[Coordinate labeling data]
------------------------------

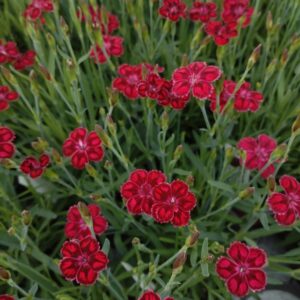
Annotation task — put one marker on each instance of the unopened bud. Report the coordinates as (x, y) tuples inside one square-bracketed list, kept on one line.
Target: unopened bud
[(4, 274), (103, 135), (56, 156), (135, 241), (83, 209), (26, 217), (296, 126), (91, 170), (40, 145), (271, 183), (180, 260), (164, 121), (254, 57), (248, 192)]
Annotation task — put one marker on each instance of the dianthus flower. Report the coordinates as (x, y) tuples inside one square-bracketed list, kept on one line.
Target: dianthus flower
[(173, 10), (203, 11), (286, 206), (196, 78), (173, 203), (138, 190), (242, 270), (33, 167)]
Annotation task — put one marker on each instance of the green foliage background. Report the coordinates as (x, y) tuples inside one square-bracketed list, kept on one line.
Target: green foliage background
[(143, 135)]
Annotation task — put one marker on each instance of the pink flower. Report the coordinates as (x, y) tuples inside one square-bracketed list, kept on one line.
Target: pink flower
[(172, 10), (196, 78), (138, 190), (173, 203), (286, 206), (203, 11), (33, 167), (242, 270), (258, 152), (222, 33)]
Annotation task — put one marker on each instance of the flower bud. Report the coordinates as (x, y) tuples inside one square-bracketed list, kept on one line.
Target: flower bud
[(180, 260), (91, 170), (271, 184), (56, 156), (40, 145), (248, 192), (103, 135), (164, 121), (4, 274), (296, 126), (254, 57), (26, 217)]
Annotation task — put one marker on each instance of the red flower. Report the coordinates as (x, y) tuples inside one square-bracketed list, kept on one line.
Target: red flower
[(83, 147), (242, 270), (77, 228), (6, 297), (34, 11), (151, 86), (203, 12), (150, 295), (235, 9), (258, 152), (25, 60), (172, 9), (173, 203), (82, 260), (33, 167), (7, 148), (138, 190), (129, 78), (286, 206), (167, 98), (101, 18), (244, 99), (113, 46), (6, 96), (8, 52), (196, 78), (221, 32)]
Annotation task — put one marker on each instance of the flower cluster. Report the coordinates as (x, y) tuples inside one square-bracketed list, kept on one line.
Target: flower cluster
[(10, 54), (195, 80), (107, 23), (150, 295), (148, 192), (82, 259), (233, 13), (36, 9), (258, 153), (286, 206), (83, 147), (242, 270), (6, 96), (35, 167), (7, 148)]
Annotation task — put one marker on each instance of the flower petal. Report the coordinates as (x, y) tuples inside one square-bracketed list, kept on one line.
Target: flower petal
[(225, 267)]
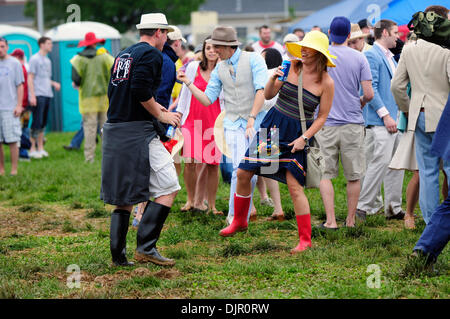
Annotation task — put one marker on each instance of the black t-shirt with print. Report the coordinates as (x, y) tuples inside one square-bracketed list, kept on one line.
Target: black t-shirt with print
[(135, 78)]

------------------------------

• _PROBLEM DETAILS_: Make an exact copy of the listing above. Do not include the pictures.

• _REPLY TO THE EXERCISE_:
Annotation task — put one marker on each instance of the unopened bud. Report the coordinates as (x, y) tuples inside one square-bracketed list, kept on one line.
Target: unopened bud
[(4, 274), (103, 135), (56, 156), (135, 241), (83, 209), (26, 217), (296, 126), (91, 170), (40, 145), (271, 183), (180, 260), (164, 121), (254, 57), (248, 192)]
Annotation task — put one marker on each instance of the dianthus flower. Report the coordinates as (x, y) tuples inside one square-bracketed list, kept on one line.
Target: dianthus flower
[(173, 10), (203, 11), (286, 206), (196, 78), (173, 203), (138, 190), (242, 270), (33, 167)]
Annotation task — put one marker on each instance of the green foliage background. Report the coordinates as (x, y) tuples inside one square-bracketed list, kept on one line.
Target: green foliage background
[(143, 135)]
Annotation task — put one marker on each instance of the pink flower. Report the coordinates as (x, y) tuples inside one square-bracketed list, kept on one line.
Target: pink flower
[(172, 10), (196, 78), (138, 190), (173, 203), (286, 206), (203, 11), (33, 167), (242, 270), (258, 152), (222, 33)]
Annotation task — put one marker on each instance of the flower bud. Report the coordinates as (x, y) tuples inside one square-bracketed list, kept on one line.
Target: flower bud
[(180, 260), (91, 170), (271, 184), (56, 156), (40, 145), (248, 192), (103, 135), (164, 121), (4, 274), (296, 126), (254, 57), (26, 217)]
Annotation task — put one marker on each instance of the red flower. Report the coordinates as (x, y) tuples inside one square-bracketed list, kept on one line.
Target: red flower
[(83, 147), (242, 270), (77, 228), (6, 297), (34, 11), (151, 86), (203, 12), (150, 295), (235, 9), (258, 152), (25, 60), (172, 9), (173, 203), (82, 260), (33, 167), (7, 148), (138, 190), (129, 78), (286, 206), (167, 98), (101, 18), (244, 99), (113, 46), (6, 96), (8, 52), (196, 78), (221, 32)]
Annotation task — put one marker on each instance of the flower cluster. Report the coordinates as (x, y) tuples inside one square-bracketed list, kept on one line.
Target: flower cluster
[(10, 54), (195, 80), (107, 23), (150, 295), (148, 192), (82, 259), (233, 13), (36, 9), (258, 153), (286, 206), (83, 147), (242, 270), (6, 96), (35, 167), (7, 148)]
Annotation task — put one marker on each instance of the flower petal. Report the coordinates as (x, y) tuples inside one square-bracketed list, kept on one line.
Target: flower petal
[(225, 267)]
Annotation task — put one marker on each instance of the black t-shirt with print. Report the coordinates as (x, y) tuples inside one square-bracketed list, kept on one line.
Target: black t-shirt with print
[(135, 78)]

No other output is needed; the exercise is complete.